:: DESCRIPTION OF THE TASK ::
Rescale the part of the listing that opens with the line containing "Someone flagged ice" and runs through the end of the listing. Write every line again in order, multiplying each box coordinate by 0.45 and rounding to a whole number (halves up), and leave all other text unchanged.

:: MATERIAL TO PROCESS ::
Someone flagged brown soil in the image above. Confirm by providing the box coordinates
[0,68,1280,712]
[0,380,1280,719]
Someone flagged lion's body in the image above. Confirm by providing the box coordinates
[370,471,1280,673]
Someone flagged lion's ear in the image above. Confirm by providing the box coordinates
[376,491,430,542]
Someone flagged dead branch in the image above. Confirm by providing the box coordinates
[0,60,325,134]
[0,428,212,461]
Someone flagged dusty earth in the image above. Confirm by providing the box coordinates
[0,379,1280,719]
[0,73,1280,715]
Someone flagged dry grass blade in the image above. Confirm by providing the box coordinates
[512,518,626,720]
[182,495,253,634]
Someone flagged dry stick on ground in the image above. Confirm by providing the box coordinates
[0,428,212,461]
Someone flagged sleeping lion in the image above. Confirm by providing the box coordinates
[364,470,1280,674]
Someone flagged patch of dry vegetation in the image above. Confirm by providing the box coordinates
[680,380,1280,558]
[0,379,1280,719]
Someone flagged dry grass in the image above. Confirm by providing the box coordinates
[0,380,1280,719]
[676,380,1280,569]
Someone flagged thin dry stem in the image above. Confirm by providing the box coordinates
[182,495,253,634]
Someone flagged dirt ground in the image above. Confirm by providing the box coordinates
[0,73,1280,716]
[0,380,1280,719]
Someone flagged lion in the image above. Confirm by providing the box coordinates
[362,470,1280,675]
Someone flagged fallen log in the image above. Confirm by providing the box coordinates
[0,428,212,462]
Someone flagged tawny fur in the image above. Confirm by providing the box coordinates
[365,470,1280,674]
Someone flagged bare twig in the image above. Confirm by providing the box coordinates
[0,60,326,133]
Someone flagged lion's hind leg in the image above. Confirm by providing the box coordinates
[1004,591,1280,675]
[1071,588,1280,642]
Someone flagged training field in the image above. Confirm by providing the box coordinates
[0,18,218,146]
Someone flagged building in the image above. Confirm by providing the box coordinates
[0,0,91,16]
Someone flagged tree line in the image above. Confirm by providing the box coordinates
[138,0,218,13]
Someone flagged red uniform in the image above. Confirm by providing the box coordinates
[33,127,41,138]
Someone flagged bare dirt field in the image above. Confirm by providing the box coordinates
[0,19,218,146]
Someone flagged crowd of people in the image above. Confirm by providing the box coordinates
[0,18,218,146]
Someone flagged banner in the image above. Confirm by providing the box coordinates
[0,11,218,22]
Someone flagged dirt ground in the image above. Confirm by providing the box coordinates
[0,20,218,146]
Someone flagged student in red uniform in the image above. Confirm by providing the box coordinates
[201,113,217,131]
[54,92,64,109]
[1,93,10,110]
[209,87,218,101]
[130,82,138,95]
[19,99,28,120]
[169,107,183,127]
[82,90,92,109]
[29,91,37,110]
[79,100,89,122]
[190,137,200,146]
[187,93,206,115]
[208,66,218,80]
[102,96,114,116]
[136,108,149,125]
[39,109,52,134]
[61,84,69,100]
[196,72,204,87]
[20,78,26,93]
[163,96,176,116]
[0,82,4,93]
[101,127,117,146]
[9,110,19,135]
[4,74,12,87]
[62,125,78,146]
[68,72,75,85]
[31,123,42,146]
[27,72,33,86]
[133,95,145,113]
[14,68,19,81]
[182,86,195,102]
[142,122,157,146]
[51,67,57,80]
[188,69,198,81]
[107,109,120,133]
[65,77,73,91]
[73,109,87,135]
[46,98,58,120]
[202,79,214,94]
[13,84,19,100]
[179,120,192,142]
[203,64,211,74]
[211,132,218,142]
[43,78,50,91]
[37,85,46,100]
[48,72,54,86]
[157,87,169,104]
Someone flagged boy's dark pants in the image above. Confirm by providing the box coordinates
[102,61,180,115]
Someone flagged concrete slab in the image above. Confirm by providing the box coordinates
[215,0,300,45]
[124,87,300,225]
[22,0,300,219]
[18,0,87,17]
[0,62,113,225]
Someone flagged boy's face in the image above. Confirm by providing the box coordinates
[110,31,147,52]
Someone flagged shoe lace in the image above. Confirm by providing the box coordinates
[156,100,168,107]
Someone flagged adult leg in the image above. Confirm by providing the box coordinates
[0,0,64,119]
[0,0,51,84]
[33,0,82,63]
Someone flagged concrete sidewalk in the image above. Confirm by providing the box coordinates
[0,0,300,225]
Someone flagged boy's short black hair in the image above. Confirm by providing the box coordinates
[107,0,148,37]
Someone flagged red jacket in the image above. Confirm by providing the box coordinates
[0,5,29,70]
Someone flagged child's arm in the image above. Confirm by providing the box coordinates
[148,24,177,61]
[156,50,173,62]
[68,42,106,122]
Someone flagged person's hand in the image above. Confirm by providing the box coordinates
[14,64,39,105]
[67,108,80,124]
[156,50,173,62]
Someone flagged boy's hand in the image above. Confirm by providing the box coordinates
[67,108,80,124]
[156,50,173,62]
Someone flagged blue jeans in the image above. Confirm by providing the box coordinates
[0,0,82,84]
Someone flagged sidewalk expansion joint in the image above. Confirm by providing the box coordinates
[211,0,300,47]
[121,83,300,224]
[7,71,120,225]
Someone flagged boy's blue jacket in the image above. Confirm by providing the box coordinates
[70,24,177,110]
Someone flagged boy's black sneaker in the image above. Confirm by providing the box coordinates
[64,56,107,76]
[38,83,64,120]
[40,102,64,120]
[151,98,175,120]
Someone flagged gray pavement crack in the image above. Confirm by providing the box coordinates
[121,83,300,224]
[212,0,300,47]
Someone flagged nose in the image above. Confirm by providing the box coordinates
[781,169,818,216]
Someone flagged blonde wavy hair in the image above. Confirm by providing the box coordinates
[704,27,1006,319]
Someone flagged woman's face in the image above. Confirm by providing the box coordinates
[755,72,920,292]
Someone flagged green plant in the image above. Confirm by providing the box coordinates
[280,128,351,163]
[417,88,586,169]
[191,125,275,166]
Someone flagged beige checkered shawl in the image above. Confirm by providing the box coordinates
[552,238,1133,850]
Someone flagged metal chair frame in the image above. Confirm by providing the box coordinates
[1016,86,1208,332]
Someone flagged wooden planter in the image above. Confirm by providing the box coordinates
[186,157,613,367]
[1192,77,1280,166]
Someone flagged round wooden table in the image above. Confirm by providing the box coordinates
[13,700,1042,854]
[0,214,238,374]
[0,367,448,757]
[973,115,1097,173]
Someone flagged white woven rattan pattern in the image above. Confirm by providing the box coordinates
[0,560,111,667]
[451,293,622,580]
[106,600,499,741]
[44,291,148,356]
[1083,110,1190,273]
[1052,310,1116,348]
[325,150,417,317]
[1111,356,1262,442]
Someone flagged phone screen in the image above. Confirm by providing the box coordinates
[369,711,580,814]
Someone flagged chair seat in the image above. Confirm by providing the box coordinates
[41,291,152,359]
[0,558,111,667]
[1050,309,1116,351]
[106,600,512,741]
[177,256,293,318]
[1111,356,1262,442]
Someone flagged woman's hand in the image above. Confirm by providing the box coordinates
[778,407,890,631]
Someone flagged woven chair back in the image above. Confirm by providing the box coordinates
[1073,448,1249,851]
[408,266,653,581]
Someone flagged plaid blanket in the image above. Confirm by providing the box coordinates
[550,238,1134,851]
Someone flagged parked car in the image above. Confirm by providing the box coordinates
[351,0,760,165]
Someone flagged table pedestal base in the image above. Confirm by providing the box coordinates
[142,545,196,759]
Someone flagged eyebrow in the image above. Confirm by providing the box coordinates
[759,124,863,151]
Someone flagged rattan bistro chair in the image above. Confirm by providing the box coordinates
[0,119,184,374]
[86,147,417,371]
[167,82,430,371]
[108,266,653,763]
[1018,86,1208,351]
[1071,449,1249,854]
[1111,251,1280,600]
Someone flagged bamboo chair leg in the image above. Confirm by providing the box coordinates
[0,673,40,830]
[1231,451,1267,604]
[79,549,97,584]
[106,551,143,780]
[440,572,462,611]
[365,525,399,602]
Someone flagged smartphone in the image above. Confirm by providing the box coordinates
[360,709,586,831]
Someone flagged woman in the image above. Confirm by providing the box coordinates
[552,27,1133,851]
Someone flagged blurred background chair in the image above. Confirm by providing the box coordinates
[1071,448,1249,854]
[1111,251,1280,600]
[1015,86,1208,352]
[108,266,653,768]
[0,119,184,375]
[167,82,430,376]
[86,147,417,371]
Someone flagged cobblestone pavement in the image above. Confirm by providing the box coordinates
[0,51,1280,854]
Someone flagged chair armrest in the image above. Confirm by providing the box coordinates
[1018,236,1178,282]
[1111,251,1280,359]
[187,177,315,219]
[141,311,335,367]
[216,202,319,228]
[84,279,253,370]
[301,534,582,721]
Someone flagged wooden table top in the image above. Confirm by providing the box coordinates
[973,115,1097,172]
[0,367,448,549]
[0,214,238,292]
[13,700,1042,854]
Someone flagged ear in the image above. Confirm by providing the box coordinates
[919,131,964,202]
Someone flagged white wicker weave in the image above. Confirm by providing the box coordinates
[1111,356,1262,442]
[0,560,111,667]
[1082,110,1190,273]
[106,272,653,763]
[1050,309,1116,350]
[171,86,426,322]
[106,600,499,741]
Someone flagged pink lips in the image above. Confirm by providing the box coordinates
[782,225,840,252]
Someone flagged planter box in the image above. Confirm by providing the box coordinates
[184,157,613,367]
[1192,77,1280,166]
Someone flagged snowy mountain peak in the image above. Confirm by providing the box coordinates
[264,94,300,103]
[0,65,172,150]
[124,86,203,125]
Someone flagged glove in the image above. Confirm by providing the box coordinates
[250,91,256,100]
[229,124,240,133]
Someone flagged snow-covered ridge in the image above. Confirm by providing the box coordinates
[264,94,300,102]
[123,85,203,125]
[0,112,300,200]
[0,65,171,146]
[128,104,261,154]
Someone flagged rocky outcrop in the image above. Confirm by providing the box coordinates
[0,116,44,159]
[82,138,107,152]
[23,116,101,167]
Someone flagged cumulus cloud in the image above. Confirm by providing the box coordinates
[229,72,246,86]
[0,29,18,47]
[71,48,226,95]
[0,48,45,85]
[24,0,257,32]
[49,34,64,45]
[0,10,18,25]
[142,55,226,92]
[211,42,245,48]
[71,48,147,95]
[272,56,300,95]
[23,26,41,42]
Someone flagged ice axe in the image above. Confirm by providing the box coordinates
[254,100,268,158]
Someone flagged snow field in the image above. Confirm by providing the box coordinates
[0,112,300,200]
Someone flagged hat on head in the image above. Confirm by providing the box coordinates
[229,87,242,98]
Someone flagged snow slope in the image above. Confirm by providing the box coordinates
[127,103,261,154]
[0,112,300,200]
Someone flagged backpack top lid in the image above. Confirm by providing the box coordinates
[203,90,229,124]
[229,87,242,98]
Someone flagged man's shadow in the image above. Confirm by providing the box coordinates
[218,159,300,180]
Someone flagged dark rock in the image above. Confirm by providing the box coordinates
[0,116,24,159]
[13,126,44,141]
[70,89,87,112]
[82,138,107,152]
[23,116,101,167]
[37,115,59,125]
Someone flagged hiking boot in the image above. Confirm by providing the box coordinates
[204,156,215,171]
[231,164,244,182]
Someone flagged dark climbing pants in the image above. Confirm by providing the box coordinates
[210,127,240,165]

:: EXERCISE ANSWER ::
Someone flagged ice axe in the image above. Confirm by providing the box coordinates
[114,45,121,71]
Someone flagged snow field in the image above. Confirm by providing the box coordinates
[0,50,135,90]
Someone flagged hat on head in the image above. Confirm by providing the box coordinates
[103,39,109,44]
Someone flagged snow slope in the image above. Confirm by providing the box coordinates
[57,46,117,69]
[0,50,135,90]
Someone flagged backpack top lid in the image above. Confirm by providing the box coordinates
[91,41,103,56]
[103,39,109,44]
Someone flagged man's shadow in the image above. Confirm by providing the box coordinates
[98,72,135,81]
Someone flagged dark rock in the image above. Confirm by providing the box coordinates
[0,52,11,72]
[6,57,20,63]
[32,40,39,50]
[37,62,48,68]
[10,52,45,75]
[17,52,27,56]
Someone flagged hiking boot in the image above. Confirm by providing the box coordinates
[92,70,97,77]
[104,74,110,82]
Someone flagged dark climbing pants in the image above. Confirm by providing the box coordinates
[95,57,108,74]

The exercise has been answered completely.